Valenti came up to the microphone. “Thank you for your patience,” he said. “Now, the moment you’ve been waiting for.
“Ladies and gentlemen,” he said, pausing. “I give you … SPARTACUS!”
The people there jumped to their feet, applauding loudly. You could hear sighs escape. Loudly.
Douglas (in a tux, not a toga, as I recall) walked not all that slowly to the dais. White-haired, smiling, grinning that just-above-the-dimpled-chin, full-toothed smile, he told the story of his stroke, how he couldn’t remember how to let the dog out, how he was helpless on the floor.
Buchwald, a friend, said that he was here to remind Douglas that he “wasn’t the only guy to ever have a stroke.”
What a fuss, what a noise, what a star. What drama!
Douglas, the man of many parts, but always one part, too, died yesterday, Feb. 5, at the age of 103. That’s one hundred and three. There was no fuss; he passed away in Beverly Hills, surrounded by family and friends. It was, by all accounts, a quiet passing.
In Hollywood, when a legend dies, it is not a passing or an end. It’s a celluloid resurrection, a rising, a memory for those left behind — like sons and wife and friends and grandkids, to be sure, but also like you and me.

> Set of tasks
1 > From the passage about Douglas, extract the words starting with "Buchwald, a friend, said" and going on through "star. What drama!".
2 > Answer these questions using the passage about Douglas.
(a) At what age did Douglas die?
(b) What was Douglas wearing when he walked to the dais?
(c) In what city did Douglas pass away?
3 > Continue the passage about Douglas from its last sentence.
The listing that follows the passage about Douglas is not needed for anything here.

> Supplied entries
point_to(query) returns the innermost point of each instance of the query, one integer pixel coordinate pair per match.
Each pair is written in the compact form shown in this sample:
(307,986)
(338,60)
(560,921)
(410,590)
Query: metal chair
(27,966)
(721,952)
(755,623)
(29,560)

--

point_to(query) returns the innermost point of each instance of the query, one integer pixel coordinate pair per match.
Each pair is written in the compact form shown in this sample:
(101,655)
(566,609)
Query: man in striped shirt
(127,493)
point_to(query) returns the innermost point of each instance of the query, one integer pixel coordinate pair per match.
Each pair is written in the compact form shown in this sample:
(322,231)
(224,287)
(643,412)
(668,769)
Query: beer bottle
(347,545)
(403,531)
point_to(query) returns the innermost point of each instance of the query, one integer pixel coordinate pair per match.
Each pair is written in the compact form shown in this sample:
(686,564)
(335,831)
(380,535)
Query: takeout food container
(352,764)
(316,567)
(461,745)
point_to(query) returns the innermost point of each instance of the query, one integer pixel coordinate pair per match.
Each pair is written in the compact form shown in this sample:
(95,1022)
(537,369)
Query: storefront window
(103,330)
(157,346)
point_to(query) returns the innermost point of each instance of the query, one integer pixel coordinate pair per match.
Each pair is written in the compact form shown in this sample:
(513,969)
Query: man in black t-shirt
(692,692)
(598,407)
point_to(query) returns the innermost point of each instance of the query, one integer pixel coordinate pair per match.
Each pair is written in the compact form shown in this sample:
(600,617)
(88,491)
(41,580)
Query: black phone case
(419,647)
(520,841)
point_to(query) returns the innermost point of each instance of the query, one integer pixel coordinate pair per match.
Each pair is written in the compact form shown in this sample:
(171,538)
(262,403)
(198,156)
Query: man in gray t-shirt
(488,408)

> Outputs for the tasks
1 >
Buchwald, a friend, said that he was here to remind Douglas that he “wasn’t the only guy to ever have a stroke.”
What a fuss, what a noise, what a star. What drama!

2 >
(a) 103
(b) A tux
(c) Beverly Hills

3 >
That’s why God made YouTube and Wikipedia: to account for the movie stars in the time of our ilves, as well as theirs. They said he made some 90 movies, most of them pretty good, quite a few more damn good and a number just plain exceptional and unforgettable.
Not a bad record for a guy who started out life on Dec. 9, 1916, as Issur Danielovitch, the son of an immigrant rag seller from Russia. Makes you wonder, when was the last time somebody called him Issur? In “Champion,” the embattled and battling boxer that Douglas played said he was tired of being called “this guy.” He said, “I want to hear people call me Mister.”
That’s what I called him when I met him at the Press Club, as in, “Thank you, Mr. Douglas,” after he let me take a picture or two of him.
By his own admission, he wasn’t a nice guy. “I’m not modest. I guess you could say I’m an S.O.B.” And, according to accounts, he was always intense, not always faithful and super-smart. “Kirk was intelligent,” one writer said of him.
And, it should be noted, brave. The screenwriting credit for “Spartacus” went to Dalton Trumbo, who had been blacklisted by Hollywood for years for his political affiliations and views.
He also took a chance on Stanley Kubrick to direct “Paths of Glory” and “Spartacus.” “Glory,” which Douglas produced, to this day remains one of the greatest antiwar movies ever made, concerning the court-martial of French soldiers for cowardice during the battle of the Somme. Douglas played the courageous Colonel Dax, who tries to defend the men and buck the French military establishment.
But take a look.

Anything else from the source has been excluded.